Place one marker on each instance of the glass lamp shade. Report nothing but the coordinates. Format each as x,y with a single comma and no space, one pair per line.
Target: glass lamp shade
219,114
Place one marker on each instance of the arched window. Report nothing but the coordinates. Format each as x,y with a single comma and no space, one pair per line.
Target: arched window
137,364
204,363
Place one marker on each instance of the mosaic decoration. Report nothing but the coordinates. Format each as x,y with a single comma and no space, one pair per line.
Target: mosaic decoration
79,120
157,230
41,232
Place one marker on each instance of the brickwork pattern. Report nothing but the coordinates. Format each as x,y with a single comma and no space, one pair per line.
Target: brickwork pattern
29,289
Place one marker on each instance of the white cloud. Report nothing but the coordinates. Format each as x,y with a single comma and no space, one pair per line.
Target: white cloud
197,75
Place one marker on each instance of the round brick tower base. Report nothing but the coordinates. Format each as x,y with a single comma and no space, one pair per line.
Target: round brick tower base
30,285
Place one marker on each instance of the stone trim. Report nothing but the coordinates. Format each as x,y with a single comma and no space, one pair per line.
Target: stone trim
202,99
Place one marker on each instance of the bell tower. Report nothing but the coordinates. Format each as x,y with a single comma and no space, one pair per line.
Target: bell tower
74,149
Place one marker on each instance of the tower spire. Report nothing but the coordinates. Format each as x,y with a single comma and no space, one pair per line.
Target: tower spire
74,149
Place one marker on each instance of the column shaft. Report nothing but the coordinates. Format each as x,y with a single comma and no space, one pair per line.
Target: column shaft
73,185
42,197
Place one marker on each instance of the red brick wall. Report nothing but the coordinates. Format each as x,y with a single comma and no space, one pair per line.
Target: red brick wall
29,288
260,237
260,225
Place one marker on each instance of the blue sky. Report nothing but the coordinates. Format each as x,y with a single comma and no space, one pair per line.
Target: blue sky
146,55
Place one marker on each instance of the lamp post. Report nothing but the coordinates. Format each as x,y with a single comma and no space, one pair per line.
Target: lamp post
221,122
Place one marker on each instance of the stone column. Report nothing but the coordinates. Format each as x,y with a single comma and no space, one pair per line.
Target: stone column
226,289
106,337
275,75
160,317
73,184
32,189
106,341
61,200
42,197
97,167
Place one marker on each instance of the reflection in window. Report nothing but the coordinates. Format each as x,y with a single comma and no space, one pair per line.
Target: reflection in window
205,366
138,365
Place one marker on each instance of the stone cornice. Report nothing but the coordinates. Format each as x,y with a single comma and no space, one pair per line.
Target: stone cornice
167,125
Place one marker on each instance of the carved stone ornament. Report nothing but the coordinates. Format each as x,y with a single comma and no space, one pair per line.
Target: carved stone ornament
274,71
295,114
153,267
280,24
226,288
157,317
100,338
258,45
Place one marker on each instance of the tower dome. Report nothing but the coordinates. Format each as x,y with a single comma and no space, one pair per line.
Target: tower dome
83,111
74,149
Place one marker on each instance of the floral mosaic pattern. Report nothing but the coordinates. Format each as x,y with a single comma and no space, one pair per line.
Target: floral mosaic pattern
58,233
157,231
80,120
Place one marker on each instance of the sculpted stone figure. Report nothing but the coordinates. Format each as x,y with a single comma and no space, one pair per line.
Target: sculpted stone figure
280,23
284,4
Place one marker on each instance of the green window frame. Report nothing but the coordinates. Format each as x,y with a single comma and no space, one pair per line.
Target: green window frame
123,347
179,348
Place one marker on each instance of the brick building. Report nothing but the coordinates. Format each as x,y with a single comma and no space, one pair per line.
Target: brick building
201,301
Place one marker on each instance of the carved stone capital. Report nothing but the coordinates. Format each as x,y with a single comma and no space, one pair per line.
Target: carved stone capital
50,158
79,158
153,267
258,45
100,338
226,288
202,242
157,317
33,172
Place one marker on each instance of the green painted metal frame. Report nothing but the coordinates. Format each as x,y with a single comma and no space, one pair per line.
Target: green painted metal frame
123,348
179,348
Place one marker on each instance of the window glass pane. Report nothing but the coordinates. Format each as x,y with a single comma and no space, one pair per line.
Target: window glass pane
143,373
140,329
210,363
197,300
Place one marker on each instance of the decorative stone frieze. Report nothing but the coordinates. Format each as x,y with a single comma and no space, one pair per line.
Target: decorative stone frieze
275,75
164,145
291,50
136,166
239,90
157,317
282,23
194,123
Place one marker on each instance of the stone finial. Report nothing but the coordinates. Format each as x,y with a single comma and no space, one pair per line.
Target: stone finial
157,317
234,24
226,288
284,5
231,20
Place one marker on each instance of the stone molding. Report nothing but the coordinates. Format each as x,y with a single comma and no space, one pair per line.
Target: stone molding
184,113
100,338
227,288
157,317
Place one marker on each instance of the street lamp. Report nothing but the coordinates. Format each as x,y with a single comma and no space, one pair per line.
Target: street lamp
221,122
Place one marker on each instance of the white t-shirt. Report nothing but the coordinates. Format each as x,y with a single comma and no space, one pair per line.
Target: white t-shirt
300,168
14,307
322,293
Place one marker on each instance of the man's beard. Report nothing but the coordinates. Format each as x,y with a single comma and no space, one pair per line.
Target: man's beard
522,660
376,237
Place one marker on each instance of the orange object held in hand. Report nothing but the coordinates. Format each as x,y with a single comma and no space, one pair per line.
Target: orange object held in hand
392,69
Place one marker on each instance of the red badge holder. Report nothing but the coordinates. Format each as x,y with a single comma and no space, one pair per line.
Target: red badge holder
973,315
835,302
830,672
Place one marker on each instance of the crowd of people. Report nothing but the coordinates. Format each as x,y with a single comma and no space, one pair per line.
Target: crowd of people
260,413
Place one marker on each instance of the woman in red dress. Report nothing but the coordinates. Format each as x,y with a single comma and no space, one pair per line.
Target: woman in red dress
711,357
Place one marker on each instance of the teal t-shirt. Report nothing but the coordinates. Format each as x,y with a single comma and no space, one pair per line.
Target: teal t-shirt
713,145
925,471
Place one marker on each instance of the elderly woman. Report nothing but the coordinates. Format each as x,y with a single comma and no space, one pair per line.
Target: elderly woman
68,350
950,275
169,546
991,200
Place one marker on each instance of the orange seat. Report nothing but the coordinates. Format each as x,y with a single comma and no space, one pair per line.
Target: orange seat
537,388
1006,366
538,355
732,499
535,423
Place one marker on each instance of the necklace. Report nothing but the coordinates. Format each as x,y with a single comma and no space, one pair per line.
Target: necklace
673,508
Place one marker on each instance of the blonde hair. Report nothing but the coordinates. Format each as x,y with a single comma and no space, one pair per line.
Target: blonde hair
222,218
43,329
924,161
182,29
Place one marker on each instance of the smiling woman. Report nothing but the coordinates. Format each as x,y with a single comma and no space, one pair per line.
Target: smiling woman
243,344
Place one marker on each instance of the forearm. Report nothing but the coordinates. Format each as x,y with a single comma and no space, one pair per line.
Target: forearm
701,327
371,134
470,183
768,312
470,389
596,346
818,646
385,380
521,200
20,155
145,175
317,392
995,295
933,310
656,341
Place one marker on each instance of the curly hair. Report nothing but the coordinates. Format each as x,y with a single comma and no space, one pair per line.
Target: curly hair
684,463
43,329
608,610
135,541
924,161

◆ What is asked: Copy out each line exactly as written.

◆ Result:
Place one marker on each instance of the glass lamp shade. Report nothing but the coordinates. Format each as x,y with a single comma and no space, one pair per line.
Target: glass lamp shade
219,114
Place one marker on each instance of the arched window. Report nothing but the coordinates. Format each as x,y with a single comma and no space, one pair per line.
Target: arched window
137,364
204,363
Place one marker on each instance of the mosaic decoration. Report nothing but the coordinates. Format each as x,y with a single comma and no space, one pair per line.
Target: mosaic decoration
79,120
157,230
41,232
Place one marker on each instance of the brickwork pattern. Report nothing but the coordinates. Format each as x,y with a single comma and no space, one pair per line.
Target: brickwork pattern
29,289
Place one marker on each instance of the white cloud. Report nothing but the coordinates. Format each as x,y with a single comma and no space, one pair per line.
Target: white cloud
197,75
Place one marker on each instance of the round brick tower base. Report nothing but the coordinates. Format each as x,y with a single comma and no space, one pair per line.
Target: round brick tower base
30,285
Place one marker on each instance of the stone trim. Report nothing but the coordinates. Format each as x,y with a single comma and no space, one pair per line.
Target: stone trim
202,99
Place one marker on each instance of the bell tower. Report nothing but the coordinates. Format each as x,y with a single comma and no space, one pair per line.
Target: bell tower
74,149
Place one marker on each instance of the tower spire. Report nothing but the coordinates. Format each as x,y with a single comma and no space, one pair per line.
Target: tower spire
74,149
Place one marker on each instance of the column shaft. Report nothing but the coordinates. Format each as x,y with a single comma and no space, one pair per line.
Target: column shaft
73,185
42,197
Place one marker on each instance of the red brick wall. Report nothing but the coordinates. Format each as x,y with a single comma and no space, one pair per line.
Target: red brick wall
29,288
260,237
260,225
Place one marker on each instance of the blue sky. Report nothing but the coordinates. Format each as x,y with a single comma and no space, one pair per line.
Target: blue sky
146,55
Place one marker on each instance of the lamp post. Report nothing but the coordinates. Format each as x,y with a single comma and no space, one pair per line.
Target: lamp post
221,122
Place one marker on each instance of the stone column. Report nothing but the coordinates. Format each as x,y with a single comma and no space, one pair per line.
Target: stone column
226,289
106,337
275,75
160,317
73,184
32,189
106,341
61,200
42,197
97,167
Place one marker on each instance of the reflection in window. Report nothing but the coordinates. Format each as x,y with a single comma and no space, one pair per line.
Target: reflection in window
205,366
138,365
Place one marker on each instance of the stone cornice. Report nothing but the coordinates. Format each as x,y with a single comma and no space, one pair per line.
Target: stone cornice
167,125
Place one marker on each instance of the carved stone ornament. Report nothing but the coordinates. Format each as x,y with a single comma and no space, one pair per line.
Target: carved stone ornament
274,71
295,114
153,267
280,24
226,288
157,317
100,338
258,45
Place one marker on each instance of the tower dome. Report nothing but the coordinates. Format each as x,y with a single comma and no space, one pair per line.
Target: tower dome
83,111
74,149
Place one marker on each instance of the floral mosaic pattern. Report nothing but the coordinates. Format each as x,y with a single comma and no space, one pair per line.
Target: floral mosaic pattern
58,233
157,231
80,120
Place one marker on each instance of the sculpted stone figure. Report nothing but the coordinates. Format each as x,y with a single comma and no space, one pair per line.
Target: sculpted stone figure
280,23
284,4
Place one marker on each instance of the green window frame. Report nothing but the coordinates. Format each as x,y with a single comma and no space, one pair per line.
Target: green window frame
123,347
179,348
Place one marker on each instance of the brick building. Report nothing but the coordinates. Format each as x,y with a single comma and no space, one pair per line.
Target: brick building
201,301
Place one marker on each instance of the carved stone capital. Report nothing but the coordinates. Format each as x,y with a single comma and no space, one pair per line.
Target: carved stone capital
50,158
79,158
153,267
258,45
100,338
226,288
202,242
157,317
33,172
Place one marker on each instance of the green painted metal frame. Report nothing but the coordinates. Format each as x,y with a single comma and no space, one pair per line.
Target: green painted metal frame
123,348
179,348
Place one marker on each instance of the window glass pane. Report nothing but the coordinates. Format each as x,y with a single comma and no space, one pair per line.
Target: window glass pane
143,373
140,329
210,363
197,300
Place one marker on each instance of the decorative stone frieze. Report nothing but the coordinates. Format each as x,y with a single comma and no space, one pair per line.
Target: decorative stone frieze
275,75
164,145
291,50
136,166
239,90
157,317
282,23
194,123
Place one marker on each instance of the stone finial. Report nothing but the coordinates. Format each as x,y with a single comma and no space, one pair per line.
Target: stone finial
157,317
234,24
226,288
284,5
231,20
Place one marker on each instance of the stone molding. Report nothing but the coordinates. Format each as x,y with a single comma and no space, one pair per line.
Target: stone molding
184,113
100,338
227,288
157,317
Place one marker on each instance of the street lamp. Report nothing but the coordinates. Format each as x,y with a single comma and no space, one pair per line.
Target: street lamp
221,122
Place one marker on each instance of the white t-shirt. Report nothing but the coordinates. Format each as x,y with a single comma and no space, one pair per line.
Target: white t-shirt
300,168
14,307
322,293
Place one marker on each instance of the man's beard. Report nothing but the coordinates. Format each as x,y with a single comma and no space, one pair per line.
Target: man's beard
522,660
376,237
Place one marker on each instance of the orange object held in hand. Report nothing but the coordinates. Format each as x,y with a single comma and no space, one pair per line.
Target: orange object held in hand
392,69
Place one marker on each instance of the red badge holder. Report nothing but the coordinates. Format each as x,y with a single comma and no space, one pair per line.
Target: red badge holder
973,315
835,302
830,672
Place one marker on each instance of the crowd of people. Report nothing but the coordinates. Format each as x,y with a single comma and no space, one pair per line.
Target: crowd of people
260,413
Place one marker on each instance of the woman in red dress. Report nothing but the coordinates. Format each as x,y with a single comma and no space, one pair per line.
Target: woman in red dress
711,357
Place one marker on each instance of the teal t-shirt. Report nothing but the coordinates. Format each as x,y with a single comma and no space, one pair per line.
Target: teal t-shirt
713,145
925,471
Place one marker on each instance of the elderly woman. Report nothing but the coordinates. Format each as x,y with a single comma and no space, one pair per line.
Target: elderly woman
68,350
950,275
169,546
991,200
Place one marker on each instance of the orange seat. Report nothing but the coordinates. Format each as x,y with a single comma and no space, one pair per line.
Target: orange seat
537,388
1006,366
538,355
732,499
535,423
Place one marker on each instance of the necklace. Report nothing but the coordinates. Format each as x,y with a single comma and no space, one pair per line.
Target: necklace
673,508
Place one marker on each instance of the blonde hair. Report nothing but the coordinates. Format each as x,y with a single comma and no space, one pair per line.
Target: blonde hair
222,218
43,329
924,161
182,29
Place one marker on each instance of the smiling woman. Report nothing but the coordinates. Format each as x,y with a single comma and no space, one pair per line.
Target: smiling woman
243,344
Place one marker on each instance of the forearm. Report nothing but the coordinates. Format each as x,y with a single comma and no space, one pair per line.
Target: forearm
701,327
371,134
470,183
768,312
470,389
596,346
818,646
385,380
521,200
20,155
145,175
317,392
995,295
933,310
656,341
Place one marker on each instance of the curly hair. Report nothing but the coordinates. Format each as x,y with a single comma and no space, one pair per line.
Target: curly hair
684,463
43,329
608,610
135,541
924,161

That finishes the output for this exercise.